必要な作業:
以下の雲井通5・6丁目の再開発を扱う文章に照らして、次の(a)〜(c)がそれと合うかを判断してください。それぞれ「はい」か「いいえ」で答え、決め手となる文章中の語句を一字も変えずに引用すること。
(a) 再開発ビル本体の建築工事は今夏7月から始まる予定である。
(b) 東横INN神戸三ノ宮IIは街区内で最も大きな建物だった。
(c) サンパルを囲む防音パネルと足場はすでにすべて取り払われている。

雲井通5・6丁目再開発

神戸三宮雲井通5丁目地区第一種市街地再開発事業 街区内建物の解体はいよいよ大詰めに入る 新バスターミナルと既存バスターミナルの運用について考える



最終的には関西エリア最大級のバスターミナルへと成長する計画を有する雲井通5・6丁目の再開発事業。I期計画である5丁目街区内の既存建物解体がいよいよ佳境に入りつつあります。今夏7月より再開発ビル本体の建築工事を開始する為、あと2ヵ月弱で更地化を完了させなければなりません。



最初に解体に着手した街区内最大の建物だった再開発ビルの「サンパル」の地上躯体解体撤去完了もすぐ目の前にまで迫っています。



防音パネルと足場はまだ建物3階レベルの高さがありますが、内部ではもう殆ど建物は姿は残っていない状況にまで工事は進んでいます。



そして街区内では最後に閉館且つ最も新しい建物だった「東横INN神戸三ノ宮II」については、最も小さな規模だった事もあり、既にその姿は完全に消滅しました。



かつて東横INNのあった場所には新たなゲートが設けられました。



遂に葺合南146号線と148号線の間に更地で繋がった状態が完成しました。



複数の油圧ショベルを使ってサンパルの残った低層部を瓦礫化しています。ほぼ外壁部のみと化しています。



この外周の壁の撤去が終わると、旧中央区総合庁舎を残して、都心に大きな更地が誕生します。

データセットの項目
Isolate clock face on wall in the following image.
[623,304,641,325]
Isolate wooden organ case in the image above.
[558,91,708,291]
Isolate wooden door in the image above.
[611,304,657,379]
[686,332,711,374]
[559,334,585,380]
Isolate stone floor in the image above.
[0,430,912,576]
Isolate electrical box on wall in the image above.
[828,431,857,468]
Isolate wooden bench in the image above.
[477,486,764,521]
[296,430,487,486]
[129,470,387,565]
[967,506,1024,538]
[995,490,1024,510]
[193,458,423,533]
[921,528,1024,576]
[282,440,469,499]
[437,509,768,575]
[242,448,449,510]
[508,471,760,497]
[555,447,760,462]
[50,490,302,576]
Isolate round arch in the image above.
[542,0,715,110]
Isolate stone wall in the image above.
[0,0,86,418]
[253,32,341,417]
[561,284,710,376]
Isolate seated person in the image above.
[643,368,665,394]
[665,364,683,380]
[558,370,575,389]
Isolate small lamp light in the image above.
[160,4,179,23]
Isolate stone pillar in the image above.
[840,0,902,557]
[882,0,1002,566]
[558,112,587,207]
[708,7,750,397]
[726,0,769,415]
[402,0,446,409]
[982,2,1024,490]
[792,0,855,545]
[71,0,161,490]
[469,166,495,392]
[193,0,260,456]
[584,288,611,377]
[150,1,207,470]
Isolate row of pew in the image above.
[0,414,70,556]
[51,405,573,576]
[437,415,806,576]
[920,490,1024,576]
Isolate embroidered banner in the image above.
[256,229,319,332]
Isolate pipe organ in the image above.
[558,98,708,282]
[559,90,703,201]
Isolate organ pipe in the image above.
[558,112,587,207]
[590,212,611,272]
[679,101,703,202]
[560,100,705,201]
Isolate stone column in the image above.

この作業の結果:
(a) はい。「今夏7月より再開発ビル本体の建築工事を開始する為」
(b) いいえ。「最も小さな規模だった事もあり」
(c) いいえ。「防音パネルと足場はまだ建物3階レベルの高さがありますが」